Short problem:
Render the lines of the listing below as a numbered list, starting at the line that contains "Annotate every blue sky in this screenshot." and ending with the last line of the listing, and leave out any blank lines.

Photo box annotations
• • • • •

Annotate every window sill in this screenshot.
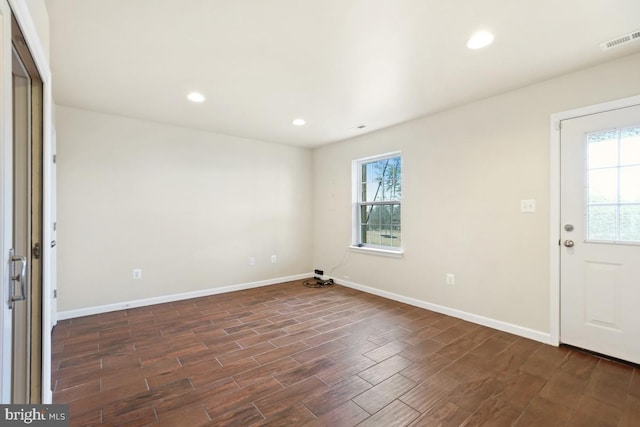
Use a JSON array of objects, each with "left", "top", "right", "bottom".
[{"left": 349, "top": 246, "right": 404, "bottom": 258}]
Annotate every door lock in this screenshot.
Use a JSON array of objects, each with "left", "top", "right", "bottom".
[{"left": 9, "top": 249, "right": 27, "bottom": 309}]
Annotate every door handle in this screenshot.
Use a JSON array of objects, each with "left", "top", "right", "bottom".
[{"left": 9, "top": 249, "right": 27, "bottom": 309}]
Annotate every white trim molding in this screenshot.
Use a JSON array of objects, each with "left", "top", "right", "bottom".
[
  {"left": 334, "top": 278, "right": 552, "bottom": 344},
  {"left": 549, "top": 95, "right": 640, "bottom": 346},
  {"left": 58, "top": 273, "right": 313, "bottom": 320}
]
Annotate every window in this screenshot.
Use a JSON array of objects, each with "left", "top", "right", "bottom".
[
  {"left": 353, "top": 153, "right": 402, "bottom": 252},
  {"left": 586, "top": 126, "right": 640, "bottom": 243}
]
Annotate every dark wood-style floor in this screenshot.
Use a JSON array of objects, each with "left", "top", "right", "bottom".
[{"left": 53, "top": 282, "right": 640, "bottom": 427}]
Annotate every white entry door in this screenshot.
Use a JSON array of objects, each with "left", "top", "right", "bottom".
[{"left": 560, "top": 105, "right": 640, "bottom": 363}]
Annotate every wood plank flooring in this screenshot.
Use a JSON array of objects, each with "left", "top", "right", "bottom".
[{"left": 52, "top": 282, "right": 640, "bottom": 427}]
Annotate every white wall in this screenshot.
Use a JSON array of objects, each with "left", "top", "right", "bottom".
[
  {"left": 313, "top": 54, "right": 640, "bottom": 333},
  {"left": 56, "top": 106, "right": 312, "bottom": 311},
  {"left": 25, "top": 0, "right": 49, "bottom": 61}
]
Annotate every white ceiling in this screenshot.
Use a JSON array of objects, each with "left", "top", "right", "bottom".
[{"left": 46, "top": 0, "right": 640, "bottom": 147}]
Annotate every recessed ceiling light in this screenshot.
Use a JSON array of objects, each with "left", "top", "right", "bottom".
[
  {"left": 187, "top": 92, "right": 204, "bottom": 102},
  {"left": 467, "top": 31, "right": 493, "bottom": 49}
]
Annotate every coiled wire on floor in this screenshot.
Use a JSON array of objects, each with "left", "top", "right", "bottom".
[{"left": 303, "top": 277, "right": 333, "bottom": 288}]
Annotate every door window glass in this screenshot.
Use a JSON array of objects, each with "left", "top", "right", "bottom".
[{"left": 586, "top": 126, "right": 640, "bottom": 243}]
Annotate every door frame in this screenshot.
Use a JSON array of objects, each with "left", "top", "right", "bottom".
[
  {"left": 549, "top": 95, "right": 640, "bottom": 346},
  {"left": 0, "top": 0, "right": 56, "bottom": 403}
]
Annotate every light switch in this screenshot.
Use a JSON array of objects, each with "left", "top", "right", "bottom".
[{"left": 520, "top": 199, "right": 536, "bottom": 213}]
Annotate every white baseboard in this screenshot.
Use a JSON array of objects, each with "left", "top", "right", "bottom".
[
  {"left": 56, "top": 273, "right": 313, "bottom": 320},
  {"left": 333, "top": 278, "right": 557, "bottom": 346}
]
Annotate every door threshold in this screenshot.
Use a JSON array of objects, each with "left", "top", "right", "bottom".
[{"left": 560, "top": 343, "right": 640, "bottom": 369}]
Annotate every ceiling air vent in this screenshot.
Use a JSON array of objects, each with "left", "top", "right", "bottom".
[{"left": 600, "top": 30, "right": 640, "bottom": 50}]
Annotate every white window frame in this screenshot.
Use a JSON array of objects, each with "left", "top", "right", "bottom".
[{"left": 350, "top": 151, "right": 404, "bottom": 257}]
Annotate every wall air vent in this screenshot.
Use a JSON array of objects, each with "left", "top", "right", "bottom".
[{"left": 600, "top": 30, "right": 640, "bottom": 50}]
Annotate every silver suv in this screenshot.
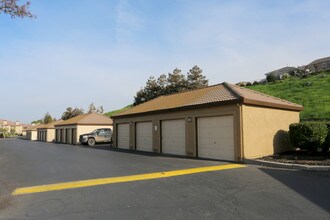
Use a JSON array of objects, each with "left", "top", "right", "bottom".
[{"left": 79, "top": 128, "right": 112, "bottom": 146}]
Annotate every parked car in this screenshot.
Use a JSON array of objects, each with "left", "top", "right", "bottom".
[{"left": 79, "top": 128, "right": 112, "bottom": 146}]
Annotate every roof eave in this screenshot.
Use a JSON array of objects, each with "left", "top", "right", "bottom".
[{"left": 111, "top": 99, "right": 241, "bottom": 119}]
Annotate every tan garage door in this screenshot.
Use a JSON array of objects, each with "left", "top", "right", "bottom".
[
  {"left": 161, "top": 119, "right": 186, "bottom": 155},
  {"left": 197, "top": 116, "right": 235, "bottom": 161},
  {"left": 136, "top": 122, "right": 153, "bottom": 152},
  {"left": 117, "top": 123, "right": 129, "bottom": 149}
]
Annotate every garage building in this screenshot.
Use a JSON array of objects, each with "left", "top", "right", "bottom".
[
  {"left": 112, "top": 82, "right": 303, "bottom": 161},
  {"left": 54, "top": 113, "right": 112, "bottom": 144},
  {"left": 37, "top": 120, "right": 63, "bottom": 142}
]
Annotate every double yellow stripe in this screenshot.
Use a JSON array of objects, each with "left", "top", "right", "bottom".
[{"left": 12, "top": 164, "right": 245, "bottom": 195}]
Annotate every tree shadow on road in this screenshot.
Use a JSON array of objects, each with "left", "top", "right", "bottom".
[{"left": 259, "top": 168, "right": 330, "bottom": 212}]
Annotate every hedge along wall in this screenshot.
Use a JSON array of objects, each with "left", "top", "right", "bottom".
[{"left": 289, "top": 122, "right": 330, "bottom": 151}]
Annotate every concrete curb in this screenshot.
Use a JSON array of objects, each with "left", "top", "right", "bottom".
[{"left": 244, "top": 159, "right": 330, "bottom": 171}]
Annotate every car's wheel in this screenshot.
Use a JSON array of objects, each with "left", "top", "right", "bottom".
[{"left": 87, "top": 138, "right": 95, "bottom": 146}]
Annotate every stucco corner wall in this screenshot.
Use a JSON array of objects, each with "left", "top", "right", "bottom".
[
  {"left": 46, "top": 128, "right": 56, "bottom": 142},
  {"left": 242, "top": 105, "right": 299, "bottom": 159}
]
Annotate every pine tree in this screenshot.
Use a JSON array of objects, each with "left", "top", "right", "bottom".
[
  {"left": 167, "top": 68, "right": 187, "bottom": 94},
  {"left": 187, "top": 65, "right": 209, "bottom": 90},
  {"left": 43, "top": 112, "right": 53, "bottom": 124},
  {"left": 87, "top": 102, "right": 96, "bottom": 113}
]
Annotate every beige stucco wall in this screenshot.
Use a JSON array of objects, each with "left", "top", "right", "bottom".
[
  {"left": 113, "top": 104, "right": 241, "bottom": 161},
  {"left": 242, "top": 105, "right": 299, "bottom": 159},
  {"left": 29, "top": 131, "right": 38, "bottom": 141}
]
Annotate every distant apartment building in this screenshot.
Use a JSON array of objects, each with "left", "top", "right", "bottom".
[{"left": 0, "top": 119, "right": 30, "bottom": 135}]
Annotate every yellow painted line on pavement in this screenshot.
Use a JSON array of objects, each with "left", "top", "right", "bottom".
[{"left": 12, "top": 164, "right": 246, "bottom": 195}]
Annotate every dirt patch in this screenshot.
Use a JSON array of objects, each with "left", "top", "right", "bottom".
[{"left": 259, "top": 151, "right": 330, "bottom": 166}]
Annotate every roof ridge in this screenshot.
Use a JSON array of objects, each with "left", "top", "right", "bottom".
[
  {"left": 157, "top": 83, "right": 223, "bottom": 97},
  {"left": 222, "top": 82, "right": 244, "bottom": 100},
  {"left": 124, "top": 83, "right": 223, "bottom": 111}
]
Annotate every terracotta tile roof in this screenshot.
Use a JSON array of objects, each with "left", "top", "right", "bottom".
[
  {"left": 112, "top": 82, "right": 303, "bottom": 118},
  {"left": 37, "top": 120, "right": 63, "bottom": 130},
  {"left": 54, "top": 113, "right": 112, "bottom": 127}
]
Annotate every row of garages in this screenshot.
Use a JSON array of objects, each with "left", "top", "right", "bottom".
[
  {"left": 112, "top": 83, "right": 303, "bottom": 161},
  {"left": 25, "top": 83, "right": 303, "bottom": 161},
  {"left": 116, "top": 115, "right": 235, "bottom": 161},
  {"left": 26, "top": 113, "right": 112, "bottom": 145}
]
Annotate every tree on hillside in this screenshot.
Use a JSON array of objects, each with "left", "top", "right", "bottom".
[
  {"left": 167, "top": 68, "right": 187, "bottom": 94},
  {"left": 0, "top": 0, "right": 35, "bottom": 18},
  {"left": 87, "top": 102, "right": 96, "bottom": 113},
  {"left": 31, "top": 119, "right": 44, "bottom": 124},
  {"left": 133, "top": 88, "right": 147, "bottom": 106},
  {"left": 266, "top": 73, "right": 276, "bottom": 82},
  {"left": 96, "top": 105, "right": 104, "bottom": 114},
  {"left": 87, "top": 102, "right": 104, "bottom": 114},
  {"left": 187, "top": 65, "right": 209, "bottom": 90},
  {"left": 133, "top": 66, "right": 208, "bottom": 106},
  {"left": 43, "top": 112, "right": 53, "bottom": 124},
  {"left": 61, "top": 107, "right": 84, "bottom": 120}
]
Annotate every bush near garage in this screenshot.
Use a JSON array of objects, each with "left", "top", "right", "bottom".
[{"left": 289, "top": 122, "right": 328, "bottom": 152}]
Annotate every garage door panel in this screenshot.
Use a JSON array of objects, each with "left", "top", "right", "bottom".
[
  {"left": 162, "top": 119, "right": 186, "bottom": 155},
  {"left": 197, "top": 116, "right": 234, "bottom": 160},
  {"left": 117, "top": 123, "right": 129, "bottom": 149},
  {"left": 136, "top": 122, "right": 153, "bottom": 152}
]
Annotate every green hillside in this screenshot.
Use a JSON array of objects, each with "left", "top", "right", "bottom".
[
  {"left": 247, "top": 72, "right": 330, "bottom": 119},
  {"left": 105, "top": 105, "right": 132, "bottom": 117}
]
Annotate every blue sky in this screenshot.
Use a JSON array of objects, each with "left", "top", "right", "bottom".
[{"left": 0, "top": 0, "right": 330, "bottom": 123}]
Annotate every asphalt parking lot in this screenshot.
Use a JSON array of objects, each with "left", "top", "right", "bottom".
[{"left": 0, "top": 140, "right": 330, "bottom": 219}]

• • • • •

Correct result:
1. Annotate every blue sky in this screenshot.
2. Use a JSON array of objects, each with "left", "top", "right", "bottom".
3. [{"left": 0, "top": 0, "right": 330, "bottom": 123}]
4. Annotate every asphalt parking lot in this screenshot.
5. Use a JSON array of objects, each with "left", "top", "right", "bottom".
6. [{"left": 0, "top": 140, "right": 330, "bottom": 219}]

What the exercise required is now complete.